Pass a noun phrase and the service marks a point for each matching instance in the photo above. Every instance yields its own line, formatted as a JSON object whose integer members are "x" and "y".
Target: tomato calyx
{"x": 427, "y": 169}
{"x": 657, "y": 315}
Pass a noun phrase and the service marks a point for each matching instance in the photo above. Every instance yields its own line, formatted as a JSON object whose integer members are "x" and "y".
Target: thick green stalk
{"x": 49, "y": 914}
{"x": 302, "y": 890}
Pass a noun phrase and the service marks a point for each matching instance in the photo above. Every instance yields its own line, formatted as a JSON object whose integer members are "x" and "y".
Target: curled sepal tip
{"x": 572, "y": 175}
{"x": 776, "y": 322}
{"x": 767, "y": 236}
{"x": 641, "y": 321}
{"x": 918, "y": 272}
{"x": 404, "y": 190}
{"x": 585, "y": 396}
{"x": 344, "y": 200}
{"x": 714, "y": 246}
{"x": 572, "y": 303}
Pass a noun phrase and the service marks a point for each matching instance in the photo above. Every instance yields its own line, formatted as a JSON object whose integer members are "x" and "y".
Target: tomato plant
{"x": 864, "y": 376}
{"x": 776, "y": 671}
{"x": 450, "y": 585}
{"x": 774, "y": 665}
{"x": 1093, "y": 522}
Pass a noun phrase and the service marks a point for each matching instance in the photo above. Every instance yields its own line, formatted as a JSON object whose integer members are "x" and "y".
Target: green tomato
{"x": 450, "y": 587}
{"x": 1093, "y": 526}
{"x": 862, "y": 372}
--------------------------------
> Given instruction:
Copy every row above word for word, keeping each line in its original order.

> Answer to this exercise:
Pass a noun phrase and the service marks a point for each matching instance in the photo above. Every instance yields its own line, formatted as a JSON object whose integer members are "x" and "y".
Target: tomato calyx
{"x": 427, "y": 169}
{"x": 657, "y": 315}
Pass a noun phrase and the service marks a point for each matching instance in the photo above. Every instance yields its own line, formatted as a JSON object whose integer members are "x" and "y".
Target: thick green stalk
{"x": 49, "y": 914}
{"x": 302, "y": 890}
Pass a noun phrase and the service marks a point for each matching instance in the photo above. Every instance yields its own line, formatted as a JSON object whose integer members are "x" and "y".
Target: curled sepal tip
{"x": 572, "y": 175}
{"x": 776, "y": 322}
{"x": 767, "y": 236}
{"x": 641, "y": 321}
{"x": 918, "y": 272}
{"x": 404, "y": 190}
{"x": 585, "y": 396}
{"x": 344, "y": 200}
{"x": 714, "y": 246}
{"x": 572, "y": 303}
Pass a noun phrase and the service marks a point for each matching instance in the photo above. Every instance yields its own line, formatted as a JSON object whose integer members are "x" and "y".
Target: tomato plant
{"x": 864, "y": 376}
{"x": 776, "y": 671}
{"x": 450, "y": 585}
{"x": 774, "y": 665}
{"x": 1093, "y": 522}
Pass a noun phrase and the service marks a point for each matching instance in the photo above. Every instance yields its own line, formatted as a JSON object whose integer members are "x" and "y".
Target: green tomato
{"x": 450, "y": 587}
{"x": 1093, "y": 526}
{"x": 862, "y": 372}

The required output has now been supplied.